### Problem
Turn the stretch of the listing below, starting with the line that contains "Query: which element in this UI is the pedestal?" and going on through the line that contains "[513,709,555,809]", into a numbered list, leaving out any blank lines.

### Data extract

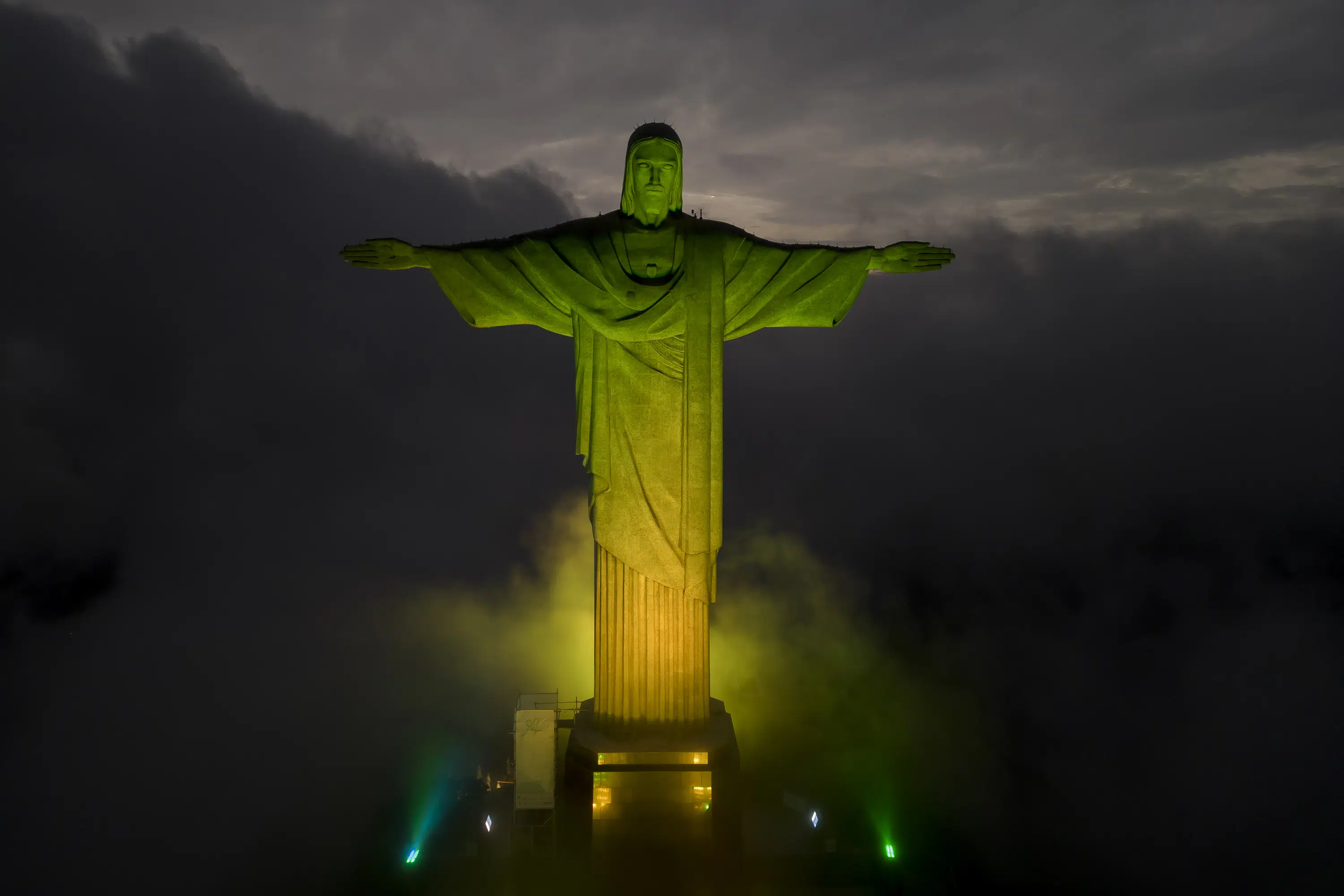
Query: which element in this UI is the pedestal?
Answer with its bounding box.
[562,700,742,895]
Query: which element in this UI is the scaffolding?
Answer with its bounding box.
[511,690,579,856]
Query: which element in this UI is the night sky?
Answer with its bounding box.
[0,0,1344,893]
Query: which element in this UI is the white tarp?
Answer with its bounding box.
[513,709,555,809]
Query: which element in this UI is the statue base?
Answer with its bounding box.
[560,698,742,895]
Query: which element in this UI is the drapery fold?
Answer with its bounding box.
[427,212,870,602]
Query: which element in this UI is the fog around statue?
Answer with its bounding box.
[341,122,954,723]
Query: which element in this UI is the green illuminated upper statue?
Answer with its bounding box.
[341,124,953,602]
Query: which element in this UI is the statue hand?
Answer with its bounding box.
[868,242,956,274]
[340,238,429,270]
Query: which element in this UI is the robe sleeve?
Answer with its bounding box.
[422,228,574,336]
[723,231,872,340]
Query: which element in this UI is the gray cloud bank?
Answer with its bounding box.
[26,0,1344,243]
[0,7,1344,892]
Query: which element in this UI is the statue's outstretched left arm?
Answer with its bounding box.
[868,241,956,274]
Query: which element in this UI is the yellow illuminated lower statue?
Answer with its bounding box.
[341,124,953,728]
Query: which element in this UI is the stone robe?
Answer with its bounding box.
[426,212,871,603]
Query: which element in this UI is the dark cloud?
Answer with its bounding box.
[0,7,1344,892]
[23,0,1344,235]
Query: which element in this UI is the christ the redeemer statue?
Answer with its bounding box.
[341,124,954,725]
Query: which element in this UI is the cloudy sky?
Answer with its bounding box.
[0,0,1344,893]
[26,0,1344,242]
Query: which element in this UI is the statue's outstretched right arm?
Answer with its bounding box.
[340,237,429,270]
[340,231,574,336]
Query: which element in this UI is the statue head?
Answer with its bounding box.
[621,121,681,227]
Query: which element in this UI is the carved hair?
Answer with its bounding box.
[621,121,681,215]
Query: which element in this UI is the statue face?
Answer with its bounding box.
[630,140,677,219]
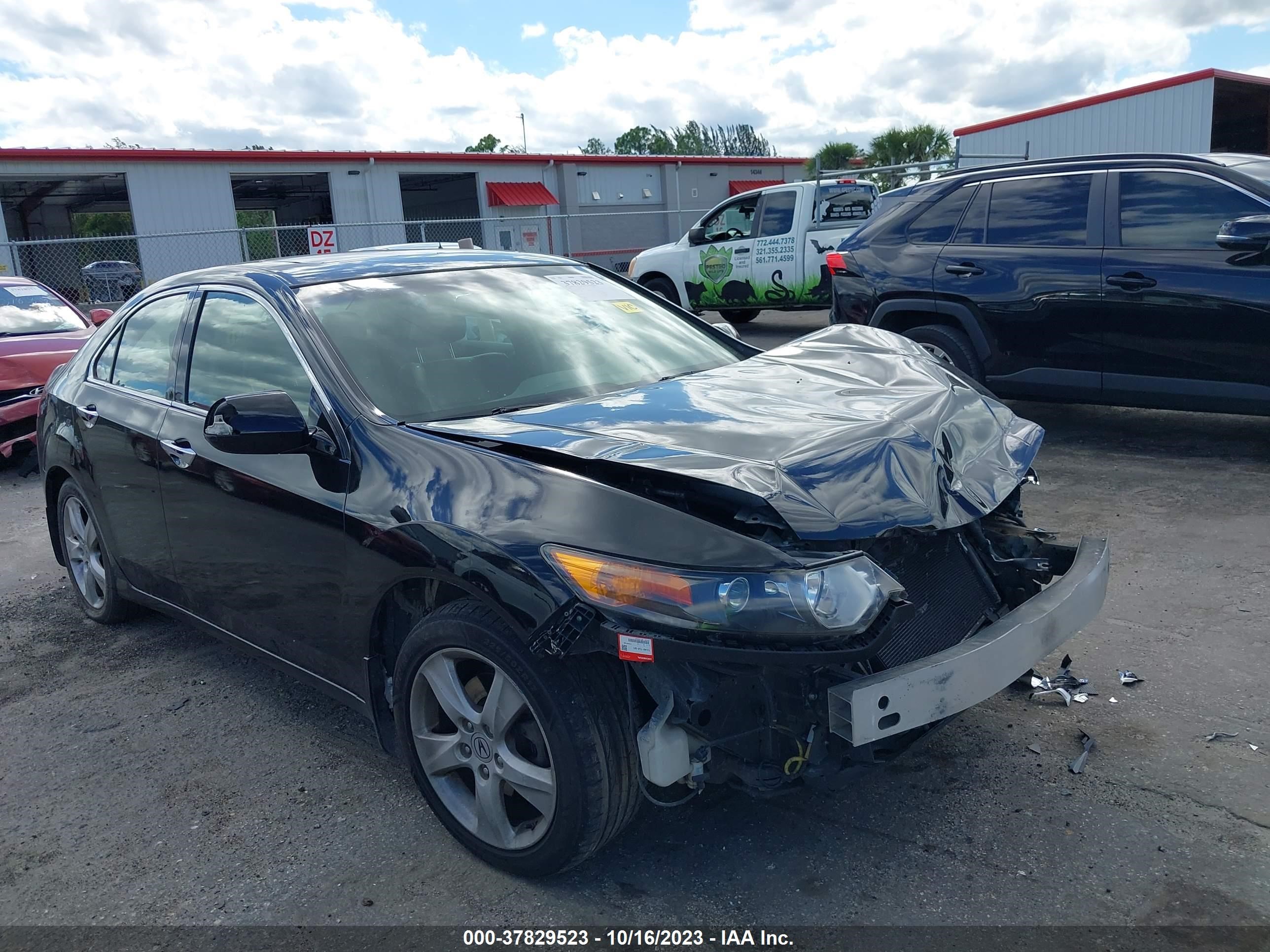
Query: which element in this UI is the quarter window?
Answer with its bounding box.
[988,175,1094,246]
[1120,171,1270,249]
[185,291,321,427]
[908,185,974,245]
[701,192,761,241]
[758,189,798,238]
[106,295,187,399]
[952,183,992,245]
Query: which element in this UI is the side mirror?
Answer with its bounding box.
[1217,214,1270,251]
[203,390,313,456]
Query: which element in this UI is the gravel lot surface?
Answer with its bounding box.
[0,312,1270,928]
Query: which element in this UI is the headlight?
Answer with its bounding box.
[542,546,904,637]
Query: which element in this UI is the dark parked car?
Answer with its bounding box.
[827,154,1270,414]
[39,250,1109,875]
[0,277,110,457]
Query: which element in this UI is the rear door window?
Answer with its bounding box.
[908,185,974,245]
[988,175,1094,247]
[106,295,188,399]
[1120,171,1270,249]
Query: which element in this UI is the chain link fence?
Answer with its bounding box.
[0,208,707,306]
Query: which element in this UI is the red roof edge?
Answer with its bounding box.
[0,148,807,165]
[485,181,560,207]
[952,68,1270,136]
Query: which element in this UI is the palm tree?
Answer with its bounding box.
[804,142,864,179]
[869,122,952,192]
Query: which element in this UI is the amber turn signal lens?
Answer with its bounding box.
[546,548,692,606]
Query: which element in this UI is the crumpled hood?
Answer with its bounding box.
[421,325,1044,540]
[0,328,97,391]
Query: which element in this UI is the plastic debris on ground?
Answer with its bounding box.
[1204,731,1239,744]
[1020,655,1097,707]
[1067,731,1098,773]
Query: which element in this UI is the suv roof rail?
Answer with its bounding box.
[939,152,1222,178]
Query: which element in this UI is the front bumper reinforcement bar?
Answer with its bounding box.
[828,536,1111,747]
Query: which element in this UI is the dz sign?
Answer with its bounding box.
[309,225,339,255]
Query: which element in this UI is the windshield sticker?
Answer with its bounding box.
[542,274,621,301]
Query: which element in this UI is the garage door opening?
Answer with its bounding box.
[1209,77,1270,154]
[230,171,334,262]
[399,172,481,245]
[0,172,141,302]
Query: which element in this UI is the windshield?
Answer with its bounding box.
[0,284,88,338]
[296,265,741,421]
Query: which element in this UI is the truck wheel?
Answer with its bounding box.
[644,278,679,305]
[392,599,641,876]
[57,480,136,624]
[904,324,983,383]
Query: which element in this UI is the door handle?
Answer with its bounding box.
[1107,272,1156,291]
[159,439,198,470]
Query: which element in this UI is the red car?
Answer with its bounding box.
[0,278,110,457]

==

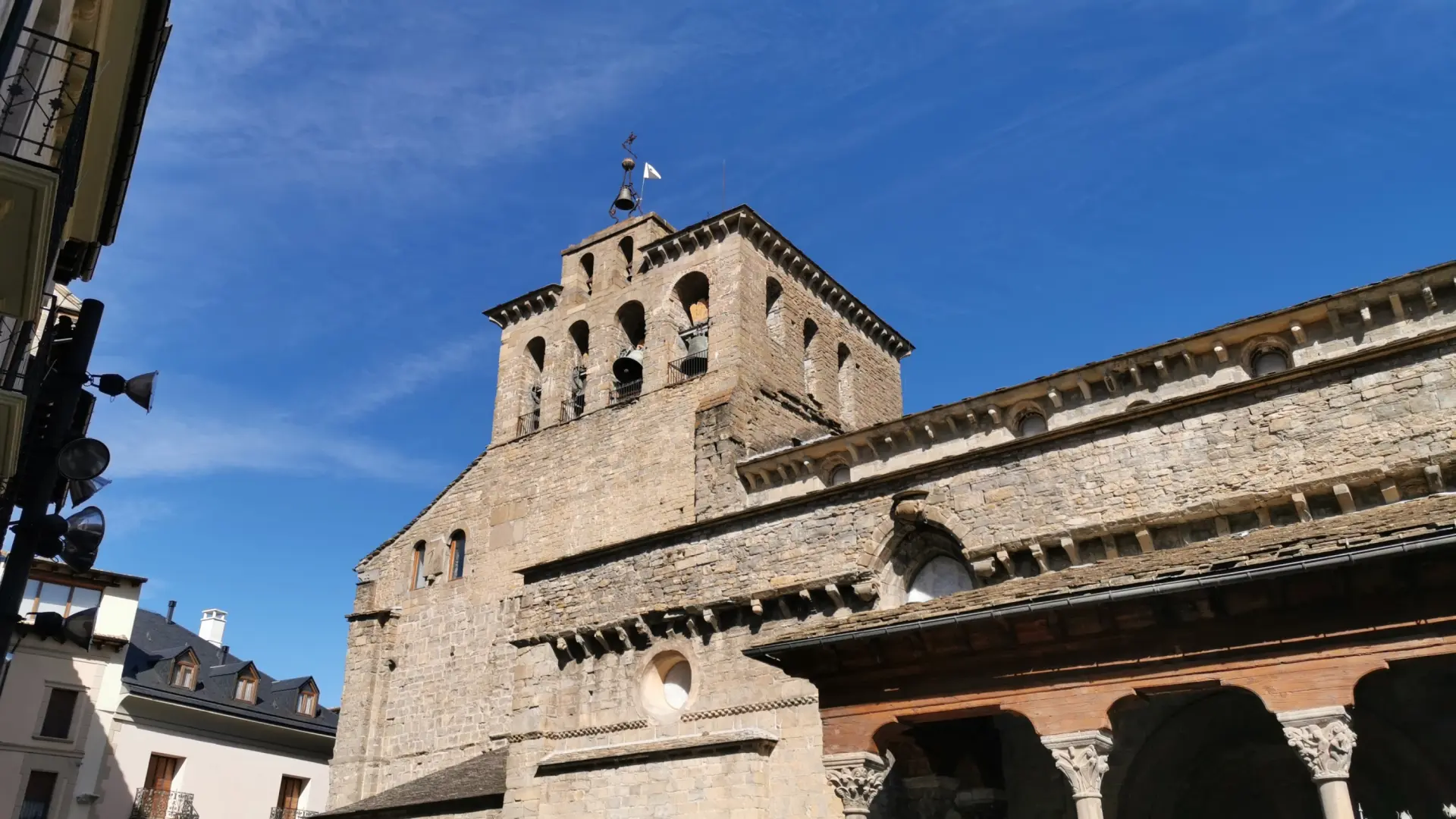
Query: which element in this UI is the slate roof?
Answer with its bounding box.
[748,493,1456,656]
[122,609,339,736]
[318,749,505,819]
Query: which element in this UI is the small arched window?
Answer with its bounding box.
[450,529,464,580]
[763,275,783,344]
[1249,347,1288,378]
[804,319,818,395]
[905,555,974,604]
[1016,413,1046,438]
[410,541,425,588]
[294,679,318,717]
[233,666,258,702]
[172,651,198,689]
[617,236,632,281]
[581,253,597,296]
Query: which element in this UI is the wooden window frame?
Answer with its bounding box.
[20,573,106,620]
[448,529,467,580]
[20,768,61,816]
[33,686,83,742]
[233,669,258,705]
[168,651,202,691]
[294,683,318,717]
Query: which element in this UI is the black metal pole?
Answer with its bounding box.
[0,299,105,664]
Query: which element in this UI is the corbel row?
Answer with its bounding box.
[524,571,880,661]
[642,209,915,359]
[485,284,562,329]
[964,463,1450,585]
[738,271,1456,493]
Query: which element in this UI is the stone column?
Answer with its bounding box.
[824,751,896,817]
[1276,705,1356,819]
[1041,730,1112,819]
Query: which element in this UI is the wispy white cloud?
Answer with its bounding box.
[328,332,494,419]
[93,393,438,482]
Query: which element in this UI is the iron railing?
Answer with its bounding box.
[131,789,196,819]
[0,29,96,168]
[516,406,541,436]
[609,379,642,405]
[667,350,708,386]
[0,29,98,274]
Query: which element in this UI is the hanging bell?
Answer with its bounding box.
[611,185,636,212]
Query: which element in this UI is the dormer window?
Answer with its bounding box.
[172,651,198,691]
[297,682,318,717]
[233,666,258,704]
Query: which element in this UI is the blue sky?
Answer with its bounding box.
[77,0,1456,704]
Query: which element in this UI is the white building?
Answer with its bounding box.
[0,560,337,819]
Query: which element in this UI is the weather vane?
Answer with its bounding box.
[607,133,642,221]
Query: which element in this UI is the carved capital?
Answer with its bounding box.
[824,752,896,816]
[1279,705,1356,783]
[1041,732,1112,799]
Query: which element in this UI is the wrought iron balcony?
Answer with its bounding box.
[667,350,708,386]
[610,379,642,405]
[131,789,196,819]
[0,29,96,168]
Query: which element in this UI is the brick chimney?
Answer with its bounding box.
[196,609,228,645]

### Solution to the problem
1. Query: which element in this UI is the pedestal?
2. Answer with its bounding box.
3. [562,700,742,895]
4. Query: which element in this UI is the scaffolding?
5. Answer with its bounding box.
6. [511,690,579,856]
7. Query: which element in this UI is the night sky?
8. Answer with its bounding box.
9. [0,0,1344,893]
10. Query: which element in this UI is the white tarp?
11. Answer with its bounding box.
12. [513,709,555,809]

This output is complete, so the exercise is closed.